◆ Prompt
Starting from the line that contains "the black eyeglasses", reproduce each line exactly through the end of the material, and include no other lines.

Raw records
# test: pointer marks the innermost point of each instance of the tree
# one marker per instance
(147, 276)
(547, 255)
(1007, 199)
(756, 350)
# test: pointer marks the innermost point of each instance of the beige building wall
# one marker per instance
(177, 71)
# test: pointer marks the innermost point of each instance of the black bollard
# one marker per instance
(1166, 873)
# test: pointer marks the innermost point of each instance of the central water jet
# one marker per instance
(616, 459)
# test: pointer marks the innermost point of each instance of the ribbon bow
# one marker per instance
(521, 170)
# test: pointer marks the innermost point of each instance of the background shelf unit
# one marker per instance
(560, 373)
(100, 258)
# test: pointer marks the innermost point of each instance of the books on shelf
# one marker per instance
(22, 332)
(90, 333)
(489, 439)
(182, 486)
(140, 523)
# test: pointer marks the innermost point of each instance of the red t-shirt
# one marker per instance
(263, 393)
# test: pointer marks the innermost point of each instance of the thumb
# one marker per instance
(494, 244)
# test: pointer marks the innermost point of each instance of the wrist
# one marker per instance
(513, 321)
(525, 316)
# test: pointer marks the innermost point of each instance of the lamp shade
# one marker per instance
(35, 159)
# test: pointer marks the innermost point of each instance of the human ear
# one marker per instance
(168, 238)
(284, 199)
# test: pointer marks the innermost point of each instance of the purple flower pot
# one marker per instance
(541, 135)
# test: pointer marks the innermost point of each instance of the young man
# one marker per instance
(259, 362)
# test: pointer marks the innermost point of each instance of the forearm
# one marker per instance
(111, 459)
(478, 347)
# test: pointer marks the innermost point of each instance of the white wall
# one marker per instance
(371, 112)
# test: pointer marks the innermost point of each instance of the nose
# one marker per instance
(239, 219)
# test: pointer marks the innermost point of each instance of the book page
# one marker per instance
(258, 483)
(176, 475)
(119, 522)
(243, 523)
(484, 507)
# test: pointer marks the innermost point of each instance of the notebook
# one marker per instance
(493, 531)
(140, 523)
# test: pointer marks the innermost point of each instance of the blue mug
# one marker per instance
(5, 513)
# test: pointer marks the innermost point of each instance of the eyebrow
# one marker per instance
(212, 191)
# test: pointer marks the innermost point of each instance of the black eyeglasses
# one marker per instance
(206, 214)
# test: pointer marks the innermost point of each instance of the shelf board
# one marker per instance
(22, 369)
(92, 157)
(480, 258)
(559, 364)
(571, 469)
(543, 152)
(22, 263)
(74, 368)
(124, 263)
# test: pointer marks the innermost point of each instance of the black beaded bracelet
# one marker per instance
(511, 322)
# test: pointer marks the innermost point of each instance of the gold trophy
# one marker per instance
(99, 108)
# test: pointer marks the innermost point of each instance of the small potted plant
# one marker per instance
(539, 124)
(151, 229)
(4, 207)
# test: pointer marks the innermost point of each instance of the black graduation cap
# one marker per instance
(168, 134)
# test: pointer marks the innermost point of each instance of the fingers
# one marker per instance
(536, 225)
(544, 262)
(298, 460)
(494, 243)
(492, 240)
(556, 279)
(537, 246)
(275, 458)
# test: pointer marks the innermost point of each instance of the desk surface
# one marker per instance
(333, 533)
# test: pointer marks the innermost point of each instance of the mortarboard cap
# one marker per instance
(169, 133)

◆ Answer for the task
# test: pointer marks the innermost point of each instance of the black eyeglasses
# one marker per instance
(206, 214)
# test: pointer marks the innermost point of each instance of the shelf board
# one marker per instance
(22, 369)
(92, 157)
(480, 258)
(559, 364)
(571, 469)
(543, 152)
(22, 263)
(74, 368)
(124, 263)
# test: pointer marks the innermost point of each instance of the black beaded bracelet
# one marker per instance
(511, 322)
# test: pointer marks the innermost point of each instance of the gold trophy
# one marker per instance
(99, 108)
# test: pointer marks the innermost point of each instance of the small potted plant
# one marker per instance
(539, 124)
(151, 229)
(4, 207)
# test: pointer marks the innermost point of each instance of the black graduation cap
# one marker per instance
(168, 134)
# test: pointer marks the innermost point of each instance of the fingers
# one marker per instance
(536, 225)
(544, 262)
(298, 460)
(494, 243)
(492, 240)
(556, 279)
(537, 246)
(275, 458)
# test: pointer marks the innermost point of each instance of the desk surface
# one marker per instance
(333, 533)
# test: pointer marks the innermost point of each instance of the mortarboard cap
# one marker per instance
(169, 133)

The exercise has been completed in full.